Written task: Rewrite every item below as a numbered list, leaving out any blank lines.

Materials provided:
^^^^^^^^

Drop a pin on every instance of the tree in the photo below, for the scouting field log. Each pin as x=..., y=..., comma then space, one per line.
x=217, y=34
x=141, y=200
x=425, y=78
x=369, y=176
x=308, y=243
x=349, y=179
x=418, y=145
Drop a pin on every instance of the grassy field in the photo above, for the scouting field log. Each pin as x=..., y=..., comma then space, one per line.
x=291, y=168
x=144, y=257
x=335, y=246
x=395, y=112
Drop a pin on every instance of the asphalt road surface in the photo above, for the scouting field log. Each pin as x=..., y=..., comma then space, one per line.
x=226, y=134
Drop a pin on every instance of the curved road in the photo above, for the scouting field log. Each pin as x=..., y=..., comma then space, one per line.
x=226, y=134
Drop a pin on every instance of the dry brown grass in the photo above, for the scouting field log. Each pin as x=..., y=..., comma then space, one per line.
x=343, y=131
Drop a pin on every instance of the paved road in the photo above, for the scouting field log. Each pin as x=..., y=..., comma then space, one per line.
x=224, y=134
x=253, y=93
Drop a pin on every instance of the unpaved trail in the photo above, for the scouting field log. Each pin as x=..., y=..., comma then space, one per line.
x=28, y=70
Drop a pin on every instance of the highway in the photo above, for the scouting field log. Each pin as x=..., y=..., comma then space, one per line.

^^^^^^^^

Response to this exercise:
1. Drop a pin on every instance of the tree in the photo below, for the scouting field log. Each pin as x=..., y=..., comma then space, one per line.
2. x=217, y=34
3. x=141, y=200
4. x=425, y=78
5. x=369, y=176
6. x=308, y=243
7. x=349, y=179
8. x=418, y=145
9. Drop a pin on every instance of the grassy field in the photo above, for the scouting field log. Each pin as x=..., y=..., comma then space, one per line.
10. x=291, y=168
11. x=144, y=257
12. x=335, y=246
13. x=395, y=112
14. Drop a pin on every instance of the asphalt road surface in the photo above, for the scouting field log. Each pin as x=..., y=..., comma then space, one per line.
15. x=226, y=134
16. Drop a pin on every instance of the curved road in the photo above, for the scouting field log. Each pin as x=..., y=..., comma then space, one per line.
17. x=226, y=134
18. Drop a pin on every instance of the dry brown grass in the photo above, for the scouting field log. Each pin as x=..., y=..., comma then space, one per line.
19. x=343, y=131
20. Drop a pin on every instance of the paved road in the photo above, for the scouting field log. Each pin as x=..., y=..., comma then space, one per line.
21. x=224, y=134
22. x=253, y=93
23. Drop a pin on every instance of the unpaved trail in the photo above, for the scouting field log. Each pin as x=..., y=..., comma then space, one per line.
24. x=28, y=70
25. Drop a pin on every instance of the highway in the photo above, for the scouting field log. Each pin as x=..., y=..., comma then space, one per line.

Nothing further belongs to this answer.